[Dataset entries]
--------------------
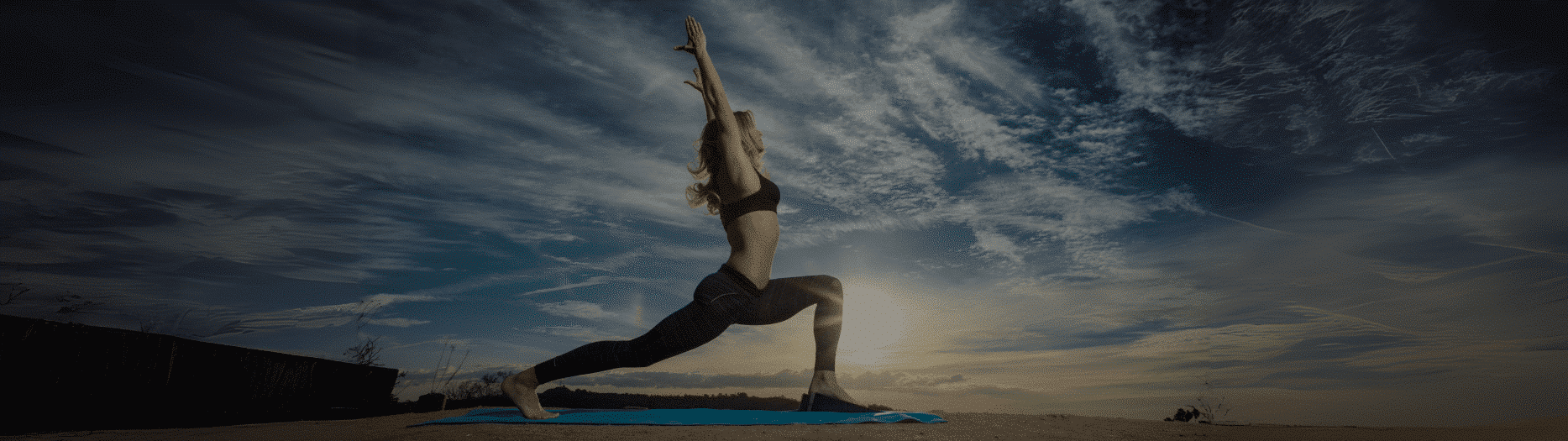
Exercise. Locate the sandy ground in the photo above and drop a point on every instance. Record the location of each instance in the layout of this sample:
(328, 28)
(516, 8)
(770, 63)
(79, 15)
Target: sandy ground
(960, 426)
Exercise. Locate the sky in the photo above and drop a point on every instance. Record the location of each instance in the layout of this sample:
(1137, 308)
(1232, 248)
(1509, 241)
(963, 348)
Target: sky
(1329, 213)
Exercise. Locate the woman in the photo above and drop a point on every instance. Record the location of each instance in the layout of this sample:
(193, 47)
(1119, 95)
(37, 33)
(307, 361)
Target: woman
(730, 155)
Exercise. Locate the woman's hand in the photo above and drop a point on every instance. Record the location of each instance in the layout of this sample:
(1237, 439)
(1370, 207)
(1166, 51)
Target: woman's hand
(696, 41)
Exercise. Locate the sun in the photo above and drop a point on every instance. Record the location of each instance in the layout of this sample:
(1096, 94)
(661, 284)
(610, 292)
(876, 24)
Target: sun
(873, 319)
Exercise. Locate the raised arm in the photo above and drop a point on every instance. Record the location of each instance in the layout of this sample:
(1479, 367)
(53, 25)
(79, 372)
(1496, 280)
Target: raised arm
(742, 178)
(707, 104)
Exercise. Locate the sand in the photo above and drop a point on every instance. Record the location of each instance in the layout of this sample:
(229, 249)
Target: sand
(960, 426)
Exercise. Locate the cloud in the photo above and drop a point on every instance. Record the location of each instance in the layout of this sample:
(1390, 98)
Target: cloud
(1307, 79)
(322, 316)
(590, 281)
(577, 333)
(573, 308)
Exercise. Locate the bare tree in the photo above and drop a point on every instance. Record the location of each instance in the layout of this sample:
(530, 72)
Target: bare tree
(369, 350)
(1211, 405)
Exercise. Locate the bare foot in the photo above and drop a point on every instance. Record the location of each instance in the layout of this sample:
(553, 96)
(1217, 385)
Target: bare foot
(826, 383)
(519, 388)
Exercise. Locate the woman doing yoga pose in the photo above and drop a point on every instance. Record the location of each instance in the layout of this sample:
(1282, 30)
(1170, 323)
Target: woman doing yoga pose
(730, 155)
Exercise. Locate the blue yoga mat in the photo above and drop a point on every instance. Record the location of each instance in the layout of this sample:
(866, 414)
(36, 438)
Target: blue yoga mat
(685, 417)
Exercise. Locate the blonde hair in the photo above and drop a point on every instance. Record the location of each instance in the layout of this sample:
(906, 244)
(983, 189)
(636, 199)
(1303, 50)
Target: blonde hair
(711, 155)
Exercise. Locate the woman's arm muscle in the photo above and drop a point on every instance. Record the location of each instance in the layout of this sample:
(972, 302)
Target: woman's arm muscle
(742, 179)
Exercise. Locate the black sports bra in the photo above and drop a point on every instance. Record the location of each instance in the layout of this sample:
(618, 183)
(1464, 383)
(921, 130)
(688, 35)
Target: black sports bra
(766, 200)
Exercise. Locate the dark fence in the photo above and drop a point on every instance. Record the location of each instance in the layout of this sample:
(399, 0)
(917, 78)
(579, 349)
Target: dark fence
(79, 377)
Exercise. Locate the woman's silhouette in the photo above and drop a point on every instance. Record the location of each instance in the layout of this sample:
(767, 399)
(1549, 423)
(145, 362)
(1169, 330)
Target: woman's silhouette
(730, 155)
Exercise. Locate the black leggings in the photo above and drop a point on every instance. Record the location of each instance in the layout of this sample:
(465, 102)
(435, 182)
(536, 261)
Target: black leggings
(720, 300)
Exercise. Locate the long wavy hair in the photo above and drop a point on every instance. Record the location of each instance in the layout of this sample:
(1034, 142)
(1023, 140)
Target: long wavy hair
(711, 155)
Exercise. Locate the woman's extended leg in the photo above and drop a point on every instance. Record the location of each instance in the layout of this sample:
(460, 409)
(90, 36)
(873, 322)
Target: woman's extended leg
(694, 325)
(786, 297)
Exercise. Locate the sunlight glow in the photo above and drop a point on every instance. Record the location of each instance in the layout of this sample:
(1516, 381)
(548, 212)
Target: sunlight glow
(873, 319)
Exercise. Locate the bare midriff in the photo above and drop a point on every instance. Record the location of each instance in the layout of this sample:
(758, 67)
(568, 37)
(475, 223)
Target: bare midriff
(753, 239)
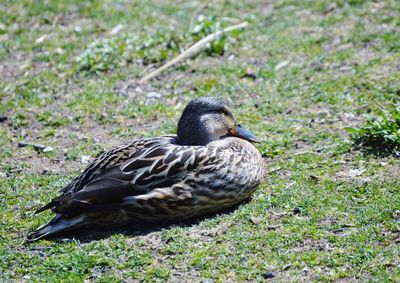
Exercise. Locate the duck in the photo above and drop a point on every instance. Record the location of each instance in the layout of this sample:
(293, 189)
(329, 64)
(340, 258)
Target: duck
(211, 164)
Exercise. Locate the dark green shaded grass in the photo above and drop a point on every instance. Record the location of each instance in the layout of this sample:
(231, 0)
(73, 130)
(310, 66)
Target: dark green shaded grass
(324, 212)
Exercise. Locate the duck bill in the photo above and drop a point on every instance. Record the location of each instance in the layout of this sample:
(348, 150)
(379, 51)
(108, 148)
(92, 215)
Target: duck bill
(244, 134)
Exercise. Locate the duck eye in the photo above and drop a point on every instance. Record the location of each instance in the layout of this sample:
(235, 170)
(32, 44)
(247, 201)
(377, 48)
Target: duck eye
(223, 111)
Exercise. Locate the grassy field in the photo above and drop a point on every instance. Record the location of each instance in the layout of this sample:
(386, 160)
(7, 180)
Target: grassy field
(302, 73)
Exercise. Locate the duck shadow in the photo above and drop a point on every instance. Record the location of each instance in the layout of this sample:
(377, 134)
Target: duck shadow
(95, 233)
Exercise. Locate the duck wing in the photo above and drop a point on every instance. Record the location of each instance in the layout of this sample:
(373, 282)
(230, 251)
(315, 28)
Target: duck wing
(158, 163)
(111, 159)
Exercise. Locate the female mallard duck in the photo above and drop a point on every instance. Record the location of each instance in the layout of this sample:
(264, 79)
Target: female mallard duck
(209, 166)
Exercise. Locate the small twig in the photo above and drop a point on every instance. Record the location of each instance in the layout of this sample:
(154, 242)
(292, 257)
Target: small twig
(35, 146)
(194, 49)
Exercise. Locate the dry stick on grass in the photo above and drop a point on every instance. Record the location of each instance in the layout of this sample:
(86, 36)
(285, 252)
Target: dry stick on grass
(194, 49)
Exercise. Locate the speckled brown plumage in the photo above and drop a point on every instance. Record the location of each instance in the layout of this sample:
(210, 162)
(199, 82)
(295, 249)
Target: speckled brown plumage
(165, 178)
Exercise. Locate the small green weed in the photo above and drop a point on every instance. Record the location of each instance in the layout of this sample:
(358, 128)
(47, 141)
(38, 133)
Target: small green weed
(379, 135)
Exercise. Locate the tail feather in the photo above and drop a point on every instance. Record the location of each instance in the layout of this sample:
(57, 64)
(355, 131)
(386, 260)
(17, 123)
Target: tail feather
(57, 224)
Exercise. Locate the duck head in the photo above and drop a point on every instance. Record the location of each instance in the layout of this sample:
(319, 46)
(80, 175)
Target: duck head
(207, 119)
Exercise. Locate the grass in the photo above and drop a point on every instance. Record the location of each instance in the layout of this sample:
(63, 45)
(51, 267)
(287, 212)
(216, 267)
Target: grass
(379, 135)
(303, 73)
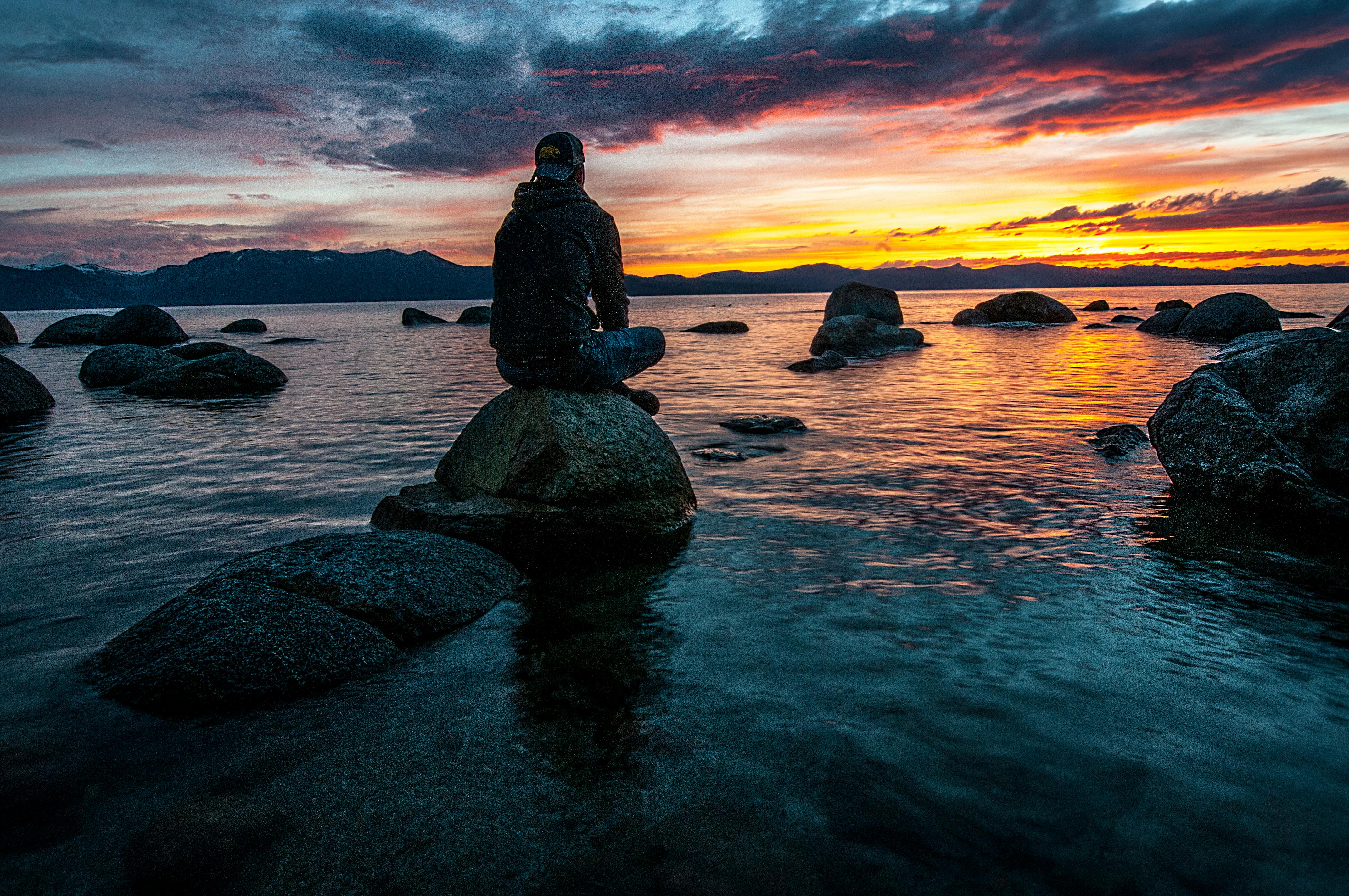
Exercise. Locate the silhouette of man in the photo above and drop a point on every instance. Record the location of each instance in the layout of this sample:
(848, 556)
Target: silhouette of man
--------------------
### Aim
Present every line of the data above as a Markdown table with two columns, Row and Line, numbering the rows in order. Skip blank lines and omit the pictures.

### Result of the exercise
| Row | Line |
|---|---|
| 1 | Exercise. Locate the sandy ground in the photo above and drop a point on every instance. Record the location of each instance in the layout of this sample: |
| 2 | (328, 28) |
| 3 | (516, 8) |
| 4 | (770, 63) |
| 5 | (79, 15) |
| 6 | Target: sandy ground |
| 7 | (960, 426) |
| 8 | Exercise. Locate the sky in the photo above and drop a point on every instance. Record the location of each instance in the layout of this sample: |
| 9 | (1137, 308) |
| 10 | (1232, 248) |
| 11 | (1509, 241) |
| 12 | (963, 348) |
| 13 | Target: sky |
| 14 | (1329, 213) |
| 15 | Exercise. Locate the woman in the photo above and drop a point on every instance. Record the location of each instance in the layout of this sample: |
| 16 | (193, 47) |
| 17 | (1119, 95) |
| 18 | (37, 33) |
| 19 | (307, 361) |
| 20 | Target: woman |
| 21 | (730, 155) |
| 22 | Exercise. Locate the woman's hand in the photo above and drop a point on every instance. Record the location of each instance in the layout of this sample: |
| 23 | (1237, 439) |
| 24 | (1370, 207) |
| 25 | (1166, 51) |
| 26 | Target: woman's hand |
| 27 | (696, 41) |
| 28 | Exercise. Locate the sun in the photo above and drop a point on every instance. Record the location of each instance in the layout of this sample: |
| 29 | (1096, 94) |
| 30 | (661, 284) |
| 31 | (610, 292) |
| 32 | (876, 24) |
| 33 | Target: sun |
| 34 | (873, 319) |
| 35 | Exercise. Locate the raised arm in the photo above and drop a point on every instance. Record the location of each instance in the layout of this sample: |
| 36 | (1479, 367) |
| 37 | (53, 25) |
| 38 | (79, 372) |
| 39 | (1496, 280) |
| 40 | Target: raised arm |
| 41 | (742, 178) |
| 42 | (707, 104) |
| 43 | Exercise. Locate the sand in the photo above and drop a point on every instance. Record the location of each instance in the layout of this sample: |
| 44 | (229, 249) |
| 45 | Target: sand |
| 46 | (960, 426) |
| 47 | Exercise. Locate the cloud in the photo above and drop a point on every instance. Record the location of each instance in the layout of this sample: |
| 48 | (1390, 98) |
| 49 | Target: cloud |
| 50 | (1307, 79) |
| 51 | (322, 316) |
| 52 | (590, 281) |
| 53 | (577, 333) |
| 54 | (573, 308) |
| 55 | Exercise. Locate the bare tree in the photo above and drop a point on every instance. Record the location of each instance in the layout of this sample: |
| 56 | (530, 72) |
| 57 | Target: bare tree |
| 58 | (369, 350) |
| 59 | (1211, 405) |
| 60 | Exercise. Locate the bare foot in the photo above and drop a point on every instance. Record the location of each instance in the layout of this sample: |
| 61 | (553, 96) |
| 62 | (1217, 385) |
| 63 | Target: bare foot |
| 64 | (826, 383) |
| 65 | (519, 388) |
| 66 | Exercise. Locate the woman doing yoga pose in the photo above and drop a point on every instance. Record the location of each instance in the layout of this sample: |
| 67 | (1282, 30) |
| 68 | (1170, 323) |
| 69 | Target: woman doing yoga pose |
| 70 | (730, 155) |
| 71 | Exercise. Locate the blue yoga mat in the photo above and drop a point on every instance. Record the location of each instance in the layout of this sample: |
| 72 | (866, 414) |
| 73 | (36, 438) |
| 74 | Target: blue yoga mat |
| 75 | (685, 417) |
| 76 | Exercise. Locate the blonde hair in the photo above and drop a point on every instance. Record the location of each instance in the layout of this sample: |
| 77 | (906, 244) |
| 78 | (983, 189) |
| 79 | (636, 199) |
| 80 | (1303, 50) |
| 81 | Target: blonde hair |
| 82 | (711, 155) |
| 83 | Exercise. Locate the woman's arm muscle in the photo above and drop a point on every instance. Record the location of each instance in the layout of this sample: |
| 84 | (972, 302) |
| 85 | Target: woman's arm muscle |
| 86 | (742, 179) |
| 87 | Exercise. Locate the black sports bra in the photo above and drop a point on every instance. Record the location of each instance in the layout of this sample: |
| 88 | (618, 183) |
| 89 | (1464, 383) |
| 90 | (921, 130) |
| 91 | (688, 35) |
| 92 | Target: black sports bra |
| 93 | (766, 200) |
| 94 | Exercise. Locate the dark fence in the photo above and drop a point on every instance. Record the location of each instance in the layout of this sample: |
| 95 | (399, 0) |
| 96 | (917, 78) |
| 97 | (579, 349) |
| 98 | Target: dark fence |
| 99 | (79, 377) |
| 100 | Exercise. Locate the woman's silhouette in the photo above and drop a point on every instance. Record the location of each instance in the layout of this sample: |
| 101 | (767, 399) |
| 102 | (1549, 423) |
| 103 | (145, 362) |
| 104 | (1169, 330) |
| 105 | Target: woman's silhouette |
| 106 | (730, 155) |
| 107 | Exercise. Locate the black leggings in the photo above and drop a point on every instance. Record the location of each instance in the layout of this sample: |
| 108 | (465, 102) |
| 109 | (435, 182) |
| 110 | (536, 261) |
| 111 | Target: black leggings |
| 112 | (720, 300) |
| 113 | Exercise. Locate the long wavy hair in the photo above and drop a point on every instance. Record the location of each instance in the layout of this sample: |
| 114 | (1034, 142) |
| 115 | (1023, 140) |
| 116 | Target: long wavy hair |
| 117 | (711, 155) |
| 118 | Exercise. Locate the woman's extended leg in the photo above and drop a point on every instance. Record the location of each instance in the layout of this sample: |
| 119 | (460, 409) |
| 120 | (90, 36) |
| 121 | (873, 322) |
| 122 | Target: woman's extended leg |
| 123 | (694, 325) |
| 124 | (786, 297) |
| 125 | Exercise. Locate the sunlight glow in the photo above and drop a point on every instance. Record the location of each instance in the layout of this sample: |
| 126 | (1516, 381) |
| 127 | (548, 212) |
| 128 | Target: sunlight glow |
| 129 | (873, 319) |
| 130 | Exercise. Locate the bare midriff in the photo above and drop a point on every instance. Record the location of each instance in the layout of this sample: |
| 131 | (758, 67) |
| 132 | (568, 37) |
| 133 | (475, 223) |
| 134 | Target: bare midriff |
| 135 | (753, 239) |
| 136 | Exercise. Locate the duck in the photo above and drop a point on every instance. Record the location of each instance in the layout of this sample: |
| 137 | (293, 189) |
| 138 | (329, 64) |
| 139 | (340, 258) |
| 140 | Target: duck |
| 141 | (211, 164) |
| 142 | Exercise. Locate the dark green shaded grass in the photo above and drop a point on every instance. Record the location of each instance in the layout of this sample: |
| 143 | (231, 0) |
| 144 | (73, 130) |
| 145 | (310, 66) |
| 146 | Target: dark green shaded grass |
| 147 | (324, 212) |
| 148 | Exercise. Locate the duck bill in the photo above and drop a point on every instance. Record the location of each instance in the layout of this sample: |
| 149 | (348, 150) |
| 150 | (379, 51) |
| 151 | (108, 148) |
| 152 | (92, 215) |
| 153 | Target: duck bill |
| 154 | (244, 134) |
| 155 | Exercise. Locate the duck eye in the photo above and drop a point on every instance. Record the location of each instance in the layout of this sample: |
| 156 | (235, 170) |
| 157 | (32, 44) |
| 158 | (247, 201) |
| 159 | (377, 48) |
| 160 | Target: duck eye |
| 161 | (223, 111) |
| 162 | Exercise. Locate the grassy field in the photo above and drop a point on every instance. Record the location of each instance in the layout of this sample: |
| 163 | (386, 160) |
| 164 | (7, 180) |
| 165 | Target: grassy field |
| 166 | (302, 73) |
| 167 | Exercise. Locate the duck shadow in the photo above and drop a point on every instance. Record the location of each instance in the layout of this sample: |
| 168 | (377, 134) |
| 169 | Target: duck shadow |
| 170 | (95, 233) |
| 171 | Exercise. Locate the duck wing in the photo above and drop a point on every instance. Record the location of each instance in the layout of this sample: |
| 172 | (373, 282) |
| 173 | (230, 251) |
| 174 | (315, 28) |
| 175 | Target: duck wing |
| 176 | (158, 163) |
| 177 | (111, 159) |
| 178 | Exercise. Locate the female mallard duck in the photo above and drop a point on every instance. Record the location of each instance in the layout of this sample: |
| 179 | (264, 79) |
| 180 | Target: female mallard duck |
| 181 | (209, 166) |
| 182 | Exercise. Locate the small twig in the photo above and drop a point on every instance. Record the location of each instance in the layout of this sample: |
| 183 | (154, 242) |
| 184 | (292, 257) |
| 185 | Target: small twig |
| 186 | (35, 146) |
| 187 | (194, 49) |
| 188 | Exercise. Locate the dry stick on grass in the photo above and drop a point on every instance. Record the location of each instance in the layout of this sample: |
| 189 | (86, 36) |
| 190 | (285, 252) |
| 191 | Target: dry stick on grass |
| 192 | (194, 49) |
| 193 | Exercise. Locate the speckled brown plumage in the photo above and drop a point on every instance. Record the location of each instance in the layout of this sample: |
| 194 | (210, 162) |
| 195 | (199, 82) |
| 196 | (295, 249) |
| 197 | Target: speckled brown plumage |
| 198 | (165, 178) |
| 199 | Exercise. Locate the small green weed in the photo above and drop a point on every instance. Record the location of each instance in the layout of this sample: |
| 200 | (358, 128) |
| 201 | (47, 141) |
| 202 | (38, 133) |
| 203 | Target: small green weed |
| 204 | (379, 135) |
| 205 | Exercise. Locate the tail feather in the photo above and drop a point on every instance. Record the location of each instance in the layout of this sample: |
| 206 | (57, 64) |
| 207 | (355, 131) |
| 208 | (386, 260) |
| 209 | (17, 123) |
| 210 | Target: tail feather |
| 211 | (57, 224) |
| 212 | Exercise. Locate the duck head in the photo above and drop a point on every instance. Record the location of each instance in the layout of this sample: |
| 213 | (319, 46) |
| 214 | (80, 175) |
| 215 | Target: duck head |
| 216 | (207, 119) |
| 217 | Exercise. Locate the grass in the photo above and drop a point on every instance. Record the location of each instance in the layout of this sample: |
| 218 | (63, 45) |
| 219 | (51, 267) |
| 220 | (287, 212) |
| 221 | (216, 267) |
| 222 | Target: grass |
| 223 | (379, 135) |
| 224 | (303, 73) |
| 225 | Exercise. Locate the silhouette of man in the photo above and drop a point on every instance. Record the location of each instance in the layout of this sample: |
| 226 | (848, 556) |
| 227 | Target: silhouette of man |